READING TEXT:
— start —

HEAT DISSIPATER FOR ELECTRONIC COMPONENTS IN DOWNHOLE TOOLS AND METHODS FOR USING THE SAME

Abstract

A device for dissipating heat away from a heat sensitive component includes a heat dissipation member thermally coupled to a heat sensitive component. The heat dissipation member may be formed of a composite material. In aspects, the device may be include an enclosure coupled to a conveyance device; a heat sensitive component disposed in the enclosure; and a composite heat dissipation member thermally coupled to the heat sensitive component. The composite heat dissipation member may include a metal and a non-metal. The apparatus may also include an encapsulation substantially encapsulating the heat dissipation member and the heat sensitive component.

Description

BACKGROUND OF THE DISCLOSURE

This application takes priority from U.S. Provisional Application Ser. No. 61/086,334 filed on Aug. 5, 2008, which is hereby incorporated by reference for all purposes.

BACKGROUND OF THE DISCLOSURE

1. Field of the Disclosure

The disclosure relates to protecting heat sensitive components used in downhole applications by dissipating heat away from such components.

2. Description of the Prior Art

Oil and gas are generally recovered from subterranean geological formations by means of oil wells. Typically, the well is drilled to and more often through an oil producing formation. This hole is commonly referred to as a wellbore or bore hole of the oil well and any point within the wellbore is generally referred to as being downhole. In recent times, the drilling systems used to form the wellbores have deployed more electronic components into the wellbore to increase drilling precision and efficiencies. These electronic components may be used in devices such as communication devices, Measurement While Drilling (MWD) logging tools, data processors, and other electronic equipment.

The present disclosure addresses the need to protect such electronic components from thermal energy loadings.

SUMMARY OF THE DISCLOSURE

In aspects, the present disclosure provides devices for dissipating heat generated by one or more heat sensitive components deployed in a downhole environment. In embodiments, the device may include a heat dissipation member thermally coupled to a heat sensitive component. In some arrangements, the heat dissipation member may be formed, at least partially, of a composite material that is both relatively light weight and has a relatively high thermal conductivity. The composite material may include a metal and diamond particles.

— end —

RECORDED DATA:
— start —

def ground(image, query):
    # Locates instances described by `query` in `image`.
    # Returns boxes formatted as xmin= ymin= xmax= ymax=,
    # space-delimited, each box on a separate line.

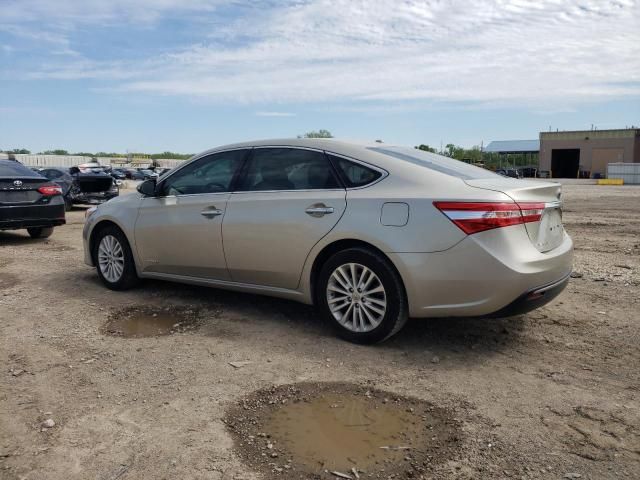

— end —

OBJECTIVES:
1. Copy the part of the downhole heat dissipater text from "This application takes" to "for all purposes.".
2. Extend the downhole heat dissipater text, picking up after its final sentence.
The data come from a different source than the downhole heat dissipater text.

RESPONSES BY TASK:
1.
This application takes priority from U.S. Provisional Application Ser. No. 61/086,334 filed on Aug. 5, 2008, which is hereby incorporated by reference for all purposes.

2.
In aspects, one method provided by the present disclosure includes conveying a downhole tool into a wellbore using a conveyance device such as a a coiled tubing or drill pipe. To thermally dissipate heat from heat sensitive components associated with the downhole tool, one or more composite heat dissipation members may be thermally coupled to the heat sensitive components. The heat sensitive components may be used in connection with downhole processing devices, sensors, transmitters, memory devices, communication devices, electronic devices, etc. During deployment downhole, the heat dissipation members draw heat from the heat sensitive components and radiate that heat from one or more surfaces.

It should be understood that examples of the more important features of the disclosure have been summarized rather broadly in order that detailed description thereof that follows may be better understood, and in order that the contributions to the art may be appreciated. There are, of course, additional features of the disclosure that will be described hereinafter and which will form the subject of the claims appended hereto.

BRIEF DESCRIPTION OF THE DRAWINGS

The disclosure is best understood with reference to the accompanying figures in which like numerals refer to like elements, and in which:

FIG. 1 schematically illustrates an MWD tool string deployed in a wellbore that may utilize embodiments of heat dissipating devices made in accordance with the present disclosure;

FIG. 2 isometrically illustrates in a sectional view one embodiment of heat sensitive components, thermally coupled to heat dissipating members made in accordance with the present disclosure; and

FIG. 3 schematically illustrates a Wireline tool string deployed in a wellbore that may utilize embodiments of heat dissipating devices made in accordance with the present disclosure.

DESCRIPTION OF THE DISCLOSURE

The present disclosure relates to devices and methods adapted to dissipate heat from heat sensitive components in a wellbore environment. The term “heat sensitive component” shall hereinafter be used to refer to any tool, electrical component, sensor, electronic instrument, structure, or material that degrades either in performance, structural integrity, operating efficiency, operating life, or reliability when exposed to a thermal loading outside of the operating norm for that component.

Aspects of the present disclosure may be utilized to provide a more robust thermal loading management system for downhole tools. As will be appreciated, the present disclosure is susceptible to embodiments of different forms. There are shown in the drawings, and herein will be described in detail, specific embodiments of the present disclosure with the understanding that the present disclosure is to be considered an exemplification of the principles of the disclosure, and is not intended to limit the disclosure to that illustrated and described herein.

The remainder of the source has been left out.